◆ **Exercise details**
Write the next part of the news report on using the radial artery instead of the femoral artery for catheter procedures, starting right after its final sentence.

◆ **Passage shown**
···
Radial artery appears to be a safe alternative to femoral artery for catheter procedures

Instead of threading catheters from the femoral artery in the groin, cardiologists can safely use the radial artery in the arm to gain access to coronary arteries for angioplasty, stent placement, and other procedures, according to a new meta-analysis in the July 21, 2004 issue of the Journal of the American College of Cardiology.

“Overall, the radial approach is safe and reduces local complications, and if done by an expert, is almost always feasible. It is useful for cardiologists to learn the radial approach in addition to the femoral approach, so they have the opportunity to choose the right one in every patient, and in order to predict possible complications and avoid them,” said Pierfrancesco Agostoni, MD at the University of Verona in Italy.

The work was done in cooperation with colleagues at Catholic University in Rome; Piemonte Orientale University in Novara, Italy; Institut Hospitalier Jacques Cartier – ICPS in Massy, France; and Centre Hospitalier Universitaire in Caen, France.

Threading a catheter through arteries from the arm to the heart is considered more challenging because there are more turns than in the relatively straight route from the groin. Some catheter devices won’t fit through the radial artery. However, studies have generally seen fewer local complications, including bleeding, and quicker recovery among patients who had a transradial procedure.

Sorting out the pros and cons of each approach has been difficult.
···
◆ **Data**
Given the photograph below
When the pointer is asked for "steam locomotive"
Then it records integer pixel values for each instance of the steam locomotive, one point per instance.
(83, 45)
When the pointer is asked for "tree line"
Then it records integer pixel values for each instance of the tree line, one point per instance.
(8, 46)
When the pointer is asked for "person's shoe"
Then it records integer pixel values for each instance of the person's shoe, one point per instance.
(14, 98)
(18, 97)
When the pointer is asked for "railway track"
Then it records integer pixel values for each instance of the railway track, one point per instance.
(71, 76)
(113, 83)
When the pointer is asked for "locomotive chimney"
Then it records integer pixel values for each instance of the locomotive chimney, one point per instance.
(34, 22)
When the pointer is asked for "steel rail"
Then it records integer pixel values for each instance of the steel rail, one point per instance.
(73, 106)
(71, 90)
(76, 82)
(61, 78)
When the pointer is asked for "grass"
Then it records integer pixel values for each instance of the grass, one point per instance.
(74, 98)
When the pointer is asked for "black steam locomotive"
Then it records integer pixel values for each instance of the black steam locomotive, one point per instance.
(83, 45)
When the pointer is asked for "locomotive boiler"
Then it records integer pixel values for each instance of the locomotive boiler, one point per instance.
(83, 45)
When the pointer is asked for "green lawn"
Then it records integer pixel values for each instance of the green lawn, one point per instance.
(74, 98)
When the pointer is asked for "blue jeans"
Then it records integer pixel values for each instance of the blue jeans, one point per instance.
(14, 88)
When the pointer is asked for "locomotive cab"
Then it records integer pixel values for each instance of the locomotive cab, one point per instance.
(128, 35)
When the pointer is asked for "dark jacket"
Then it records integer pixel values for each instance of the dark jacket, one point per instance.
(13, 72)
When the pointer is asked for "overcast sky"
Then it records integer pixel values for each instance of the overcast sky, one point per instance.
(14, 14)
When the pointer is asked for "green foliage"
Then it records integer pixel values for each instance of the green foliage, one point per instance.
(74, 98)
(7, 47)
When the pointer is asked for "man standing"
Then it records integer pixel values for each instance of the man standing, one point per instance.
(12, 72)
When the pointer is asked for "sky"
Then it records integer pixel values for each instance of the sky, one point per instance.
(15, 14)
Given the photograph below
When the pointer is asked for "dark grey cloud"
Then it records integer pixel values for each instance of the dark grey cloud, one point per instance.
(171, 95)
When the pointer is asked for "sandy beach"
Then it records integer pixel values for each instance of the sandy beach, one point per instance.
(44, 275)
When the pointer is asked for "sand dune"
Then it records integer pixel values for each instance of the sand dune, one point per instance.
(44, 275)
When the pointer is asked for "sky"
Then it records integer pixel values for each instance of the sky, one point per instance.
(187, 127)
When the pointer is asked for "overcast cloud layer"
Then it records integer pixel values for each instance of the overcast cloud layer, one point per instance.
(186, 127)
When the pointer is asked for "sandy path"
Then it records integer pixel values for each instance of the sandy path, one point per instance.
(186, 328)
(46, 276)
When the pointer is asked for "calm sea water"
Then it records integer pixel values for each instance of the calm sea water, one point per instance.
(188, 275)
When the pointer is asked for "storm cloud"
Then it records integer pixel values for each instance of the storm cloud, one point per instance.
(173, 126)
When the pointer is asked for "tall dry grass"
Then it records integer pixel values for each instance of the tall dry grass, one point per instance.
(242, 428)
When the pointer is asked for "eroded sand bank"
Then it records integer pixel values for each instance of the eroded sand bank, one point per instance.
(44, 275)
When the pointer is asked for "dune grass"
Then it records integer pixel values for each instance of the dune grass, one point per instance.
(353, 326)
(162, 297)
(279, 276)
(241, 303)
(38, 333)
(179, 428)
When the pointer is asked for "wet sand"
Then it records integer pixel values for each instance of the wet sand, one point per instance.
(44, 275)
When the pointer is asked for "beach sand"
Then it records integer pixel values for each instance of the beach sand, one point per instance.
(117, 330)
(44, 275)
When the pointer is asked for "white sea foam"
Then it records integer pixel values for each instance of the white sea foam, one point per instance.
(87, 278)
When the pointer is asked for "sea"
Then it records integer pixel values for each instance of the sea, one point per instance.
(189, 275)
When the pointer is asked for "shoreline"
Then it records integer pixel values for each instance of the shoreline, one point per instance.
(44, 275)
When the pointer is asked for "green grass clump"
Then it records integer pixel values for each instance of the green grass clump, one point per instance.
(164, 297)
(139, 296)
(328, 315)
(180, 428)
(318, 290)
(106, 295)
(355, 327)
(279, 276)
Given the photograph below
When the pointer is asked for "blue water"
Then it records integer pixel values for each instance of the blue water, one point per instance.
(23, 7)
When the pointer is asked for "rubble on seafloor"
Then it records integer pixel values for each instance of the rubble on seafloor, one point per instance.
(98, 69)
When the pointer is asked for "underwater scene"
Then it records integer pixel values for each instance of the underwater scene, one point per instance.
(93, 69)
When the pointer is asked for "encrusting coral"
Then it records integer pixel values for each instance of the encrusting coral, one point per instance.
···
◆ **Solved problem**
“Several randomized trials have been undertaken to compare the transradial and transfemoral approach, but the majority of them carefully selected a small number of homogeneous patients, were underpowered to detect differences in major adverse events, and yielded somewhat conflicting and inconclusive results,” the authors wrote.

For this meta-analysis the researchers used data from 12 randomized trials that involved 3,224 patients to get a broader comparison of the arm and groin techniques. The two approaches had similar risks of a major cardiovascular event (including death, heart attack, stroke, or an emergency procedure to reopen a blocked heart artery). Patients who underwent the arm technique were much less likely to suffer a local complication, including damage to the artery and local blood flow. However, the arm procedures were significantly more likely to fail than those that started in the groin; so the researchers recommended always having a back-up plan.

“Always prep a groin!” they wrote.

Dr. Agostoni said that in recent years the success rates of the two approaches appear to be converging. He said this trend suggests that as practitioners gain experience and as new devices designed for the arm approach become more common, the two techniques may become equally successful.

Goran Stankovic, MD, with the Institute for Cardiovascular Diseases at the Clinical Center of Serbia in Belgrade, Serbia-Montenegro, who was not connected with this study, said it is the first meta-analysis of good quality randomized trials comparing the two approaches.

“These findings support the radial approach as an interesting choice in a broad range of patients, provided that experienced operators, state-of-the-art materials, and willingness to cross over to the femoral approach (‘always prep a groin!’) are available,” Dr. Stankovic said.